** Text segment **
## BEGIN

New issue
Advanced search Search tips
Note: Color blocks (like or ) mean that a user may not be available. Tooltip shows the reason.

Issue 751896 link

Starred by 3 users

Issue metadata

Status: Fixed
Owner:
Closed: Aug 2017
Cc:
Components:
EstimatedDays: ----
NextAction: ----
OS: Windows
Pri: 1
Type: Bug



Sign in to add a comment

chrome_child.dll!content::RenderFrameImpl::UpdatePeakMemoryStats is taking a lot of CPU time

Project Member Reported by dcheng@chromium.org, Aug 3 2017

Issue description

Chrome Version       : 61.0.3163.14
OS Version: 10.0
URLs (if applicable) :
Other browsers tested:
  Add OK or FAIL after other browsers where you have tested this issue:
     Safari 5:
  Firefox 4.x:
     IE 7/8/9:

What steps will reproduce the problem?
1. Open Inbox. A corp account will probably help exacerbate the problem.
2. Try typing.

What is the expected result?
Typing should not be janky.

What happens instead of that?
Typing is janky.

Please provide any additional information below. Attach a screenshot if
possible.
brucedawson@ helped debug this. It looks like Inbox results in many calls to CreateURLLoader: ~3500 calls in ~8.5 seconds. As of https://chromium-review.googlesource.com/c/569327, CreateURLLoader() calls ReportPeakMemoryStats(), and it looks like base::ProcessMetrics::GetMallocUsage is accounting for the majority of time in this function, since it's walking the heap.

## END

** Exercise set **
A. In the bug report, how many calls to CreateURLLoader does Inbox cause, and over what period?
B. Copy verbatim the part of the bug report that opens with the words containing "Project Member Reported" and closes with "reproduce the problem?".

(Object location annotation data)
## BEGIN

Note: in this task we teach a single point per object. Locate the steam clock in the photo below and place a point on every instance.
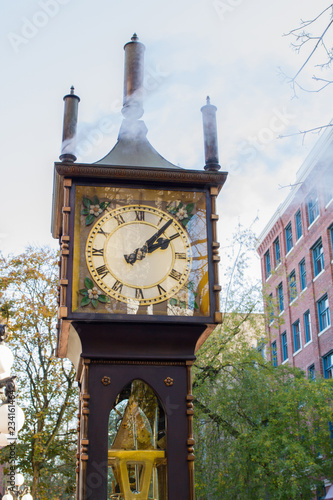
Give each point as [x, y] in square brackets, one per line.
[138, 295]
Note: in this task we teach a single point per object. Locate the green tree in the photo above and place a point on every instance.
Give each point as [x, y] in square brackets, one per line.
[46, 446]
[261, 431]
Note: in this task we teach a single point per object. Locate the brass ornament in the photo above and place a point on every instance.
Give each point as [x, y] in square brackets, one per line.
[106, 380]
[168, 381]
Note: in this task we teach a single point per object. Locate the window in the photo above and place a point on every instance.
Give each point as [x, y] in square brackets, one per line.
[307, 326]
[289, 237]
[292, 285]
[270, 308]
[328, 365]
[302, 273]
[298, 223]
[318, 257]
[311, 372]
[280, 297]
[297, 336]
[323, 313]
[284, 346]
[274, 353]
[267, 264]
[277, 252]
[313, 207]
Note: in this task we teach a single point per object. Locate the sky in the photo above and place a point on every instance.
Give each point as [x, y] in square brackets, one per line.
[234, 51]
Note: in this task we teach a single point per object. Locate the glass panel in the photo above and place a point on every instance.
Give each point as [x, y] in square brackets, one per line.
[140, 251]
[137, 445]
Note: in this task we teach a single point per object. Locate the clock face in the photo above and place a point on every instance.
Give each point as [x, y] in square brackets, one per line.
[139, 253]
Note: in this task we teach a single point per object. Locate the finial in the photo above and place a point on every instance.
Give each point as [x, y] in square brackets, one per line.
[69, 126]
[133, 79]
[210, 136]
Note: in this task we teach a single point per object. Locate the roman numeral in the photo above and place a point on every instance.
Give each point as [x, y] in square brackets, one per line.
[119, 219]
[139, 215]
[161, 290]
[98, 251]
[138, 293]
[100, 231]
[102, 271]
[175, 275]
[118, 286]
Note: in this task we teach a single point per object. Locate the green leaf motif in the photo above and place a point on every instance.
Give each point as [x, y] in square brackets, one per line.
[103, 298]
[89, 283]
[90, 218]
[190, 207]
[85, 301]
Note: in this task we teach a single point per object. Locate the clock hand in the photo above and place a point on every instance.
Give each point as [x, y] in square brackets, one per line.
[162, 243]
[158, 233]
[140, 253]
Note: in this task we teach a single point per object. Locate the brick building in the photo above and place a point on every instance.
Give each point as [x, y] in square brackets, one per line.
[295, 249]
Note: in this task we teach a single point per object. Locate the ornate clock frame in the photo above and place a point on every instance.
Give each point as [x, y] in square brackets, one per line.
[111, 350]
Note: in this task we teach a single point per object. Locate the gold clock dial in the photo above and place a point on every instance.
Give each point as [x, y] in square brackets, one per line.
[139, 253]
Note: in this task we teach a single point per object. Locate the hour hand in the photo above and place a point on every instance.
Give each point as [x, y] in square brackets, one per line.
[162, 244]
[138, 254]
[141, 252]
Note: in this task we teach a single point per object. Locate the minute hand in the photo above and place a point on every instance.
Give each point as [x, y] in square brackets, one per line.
[158, 233]
[162, 243]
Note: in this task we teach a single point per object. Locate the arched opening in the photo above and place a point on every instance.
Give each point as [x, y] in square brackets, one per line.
[137, 445]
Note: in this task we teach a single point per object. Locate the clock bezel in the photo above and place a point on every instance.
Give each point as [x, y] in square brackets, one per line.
[132, 318]
[120, 296]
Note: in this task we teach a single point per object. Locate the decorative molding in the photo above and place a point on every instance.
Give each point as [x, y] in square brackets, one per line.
[135, 362]
[190, 438]
[215, 256]
[142, 173]
[83, 442]
[64, 251]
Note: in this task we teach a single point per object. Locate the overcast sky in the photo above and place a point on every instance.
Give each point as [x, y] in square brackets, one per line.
[232, 50]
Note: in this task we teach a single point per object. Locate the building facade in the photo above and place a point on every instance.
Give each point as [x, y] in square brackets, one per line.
[296, 252]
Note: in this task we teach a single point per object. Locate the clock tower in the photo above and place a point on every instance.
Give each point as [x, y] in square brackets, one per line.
[138, 295]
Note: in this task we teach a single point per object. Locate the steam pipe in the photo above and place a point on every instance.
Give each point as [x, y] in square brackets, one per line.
[210, 136]
[69, 127]
[133, 79]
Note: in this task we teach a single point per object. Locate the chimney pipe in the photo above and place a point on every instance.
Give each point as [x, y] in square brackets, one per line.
[69, 127]
[210, 136]
[133, 79]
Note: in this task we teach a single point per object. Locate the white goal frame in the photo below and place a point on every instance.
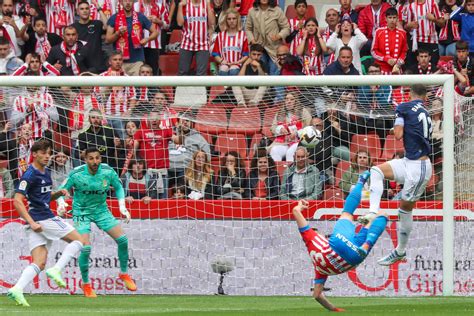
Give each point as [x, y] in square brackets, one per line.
[448, 116]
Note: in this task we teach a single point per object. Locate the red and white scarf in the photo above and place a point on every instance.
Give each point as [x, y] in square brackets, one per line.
[42, 46]
[122, 42]
[71, 58]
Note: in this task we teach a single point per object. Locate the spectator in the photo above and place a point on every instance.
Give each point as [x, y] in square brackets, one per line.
[38, 40]
[102, 137]
[346, 8]
[465, 16]
[343, 65]
[198, 177]
[288, 63]
[12, 28]
[71, 57]
[125, 29]
[424, 65]
[231, 182]
[370, 19]
[422, 18]
[297, 26]
[463, 70]
[198, 22]
[6, 184]
[121, 101]
[90, 31]
[301, 180]
[137, 183]
[267, 25]
[253, 66]
[151, 144]
[60, 166]
[231, 47]
[264, 181]
[8, 61]
[389, 47]
[291, 118]
[157, 13]
[36, 108]
[312, 49]
[59, 14]
[348, 34]
[361, 162]
[188, 142]
[448, 34]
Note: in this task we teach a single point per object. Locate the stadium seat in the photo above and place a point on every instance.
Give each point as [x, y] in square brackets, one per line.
[245, 121]
[231, 142]
[291, 12]
[333, 193]
[211, 120]
[392, 146]
[341, 168]
[369, 142]
[169, 65]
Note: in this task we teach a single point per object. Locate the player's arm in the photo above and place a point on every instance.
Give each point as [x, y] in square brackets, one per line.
[21, 209]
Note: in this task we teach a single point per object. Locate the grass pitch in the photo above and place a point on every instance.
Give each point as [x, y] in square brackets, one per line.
[51, 305]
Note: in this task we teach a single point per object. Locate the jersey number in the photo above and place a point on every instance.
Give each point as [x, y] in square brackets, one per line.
[426, 121]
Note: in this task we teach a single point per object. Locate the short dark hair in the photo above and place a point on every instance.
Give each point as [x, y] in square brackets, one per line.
[42, 144]
[391, 11]
[462, 45]
[91, 150]
[419, 90]
[257, 48]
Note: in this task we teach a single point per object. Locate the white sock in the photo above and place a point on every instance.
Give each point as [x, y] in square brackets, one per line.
[403, 233]
[27, 276]
[70, 251]
[376, 189]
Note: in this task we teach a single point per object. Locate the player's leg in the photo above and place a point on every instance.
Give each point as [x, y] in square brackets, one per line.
[39, 256]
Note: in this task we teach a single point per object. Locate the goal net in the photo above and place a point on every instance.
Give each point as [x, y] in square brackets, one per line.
[212, 167]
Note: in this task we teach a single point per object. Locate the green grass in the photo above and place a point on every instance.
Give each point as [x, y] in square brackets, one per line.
[51, 305]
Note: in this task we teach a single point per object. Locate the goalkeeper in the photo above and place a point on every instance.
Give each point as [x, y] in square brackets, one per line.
[91, 183]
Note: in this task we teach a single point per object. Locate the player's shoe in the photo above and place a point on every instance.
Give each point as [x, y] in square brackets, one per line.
[55, 274]
[17, 296]
[88, 290]
[392, 258]
[129, 284]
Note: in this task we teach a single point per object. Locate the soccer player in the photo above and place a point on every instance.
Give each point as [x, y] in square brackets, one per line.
[91, 182]
[413, 124]
[43, 226]
[345, 249]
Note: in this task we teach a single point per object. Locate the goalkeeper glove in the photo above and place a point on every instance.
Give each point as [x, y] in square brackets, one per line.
[124, 211]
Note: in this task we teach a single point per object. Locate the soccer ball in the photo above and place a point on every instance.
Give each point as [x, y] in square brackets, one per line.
[309, 136]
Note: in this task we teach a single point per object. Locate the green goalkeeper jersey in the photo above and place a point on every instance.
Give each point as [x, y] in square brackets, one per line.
[90, 191]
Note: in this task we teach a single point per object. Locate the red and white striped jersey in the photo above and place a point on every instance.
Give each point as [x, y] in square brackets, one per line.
[325, 260]
[38, 117]
[119, 97]
[231, 48]
[59, 14]
[313, 64]
[299, 37]
[426, 32]
[195, 36]
[160, 10]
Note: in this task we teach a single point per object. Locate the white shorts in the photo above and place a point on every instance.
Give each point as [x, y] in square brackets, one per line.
[413, 174]
[53, 229]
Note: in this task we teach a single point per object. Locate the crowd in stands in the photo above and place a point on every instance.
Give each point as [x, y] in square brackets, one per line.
[162, 154]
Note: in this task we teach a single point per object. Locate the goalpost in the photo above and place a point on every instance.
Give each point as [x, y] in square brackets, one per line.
[208, 223]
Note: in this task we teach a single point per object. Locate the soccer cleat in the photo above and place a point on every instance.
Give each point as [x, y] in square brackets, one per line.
[17, 296]
[55, 274]
[88, 290]
[392, 258]
[129, 283]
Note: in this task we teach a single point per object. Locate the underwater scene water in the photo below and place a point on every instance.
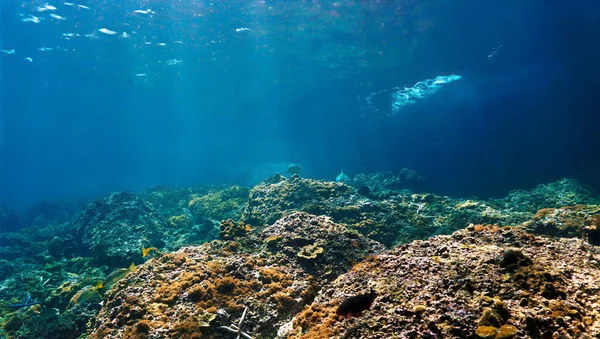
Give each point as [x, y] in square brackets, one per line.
[299, 169]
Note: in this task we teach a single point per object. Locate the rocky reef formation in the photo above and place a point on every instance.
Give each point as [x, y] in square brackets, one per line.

## END

** Outputs by task **
A. About 3,500 calls in about 8.5 seconds.

B.
Project Member Reported by dcheng@chromium.org, Aug 3 2017

Issue description

Chrome Version       : 61.0.3163.14
OS Version: 10.0
URLs (if applicable) :
Other browsers tested:
  Add OK or FAIL after other browsers where you have tested this issue:
     Safari 5:
  Firefox 4.x:
     IE 7/8/9:

What steps will reproduce the problem?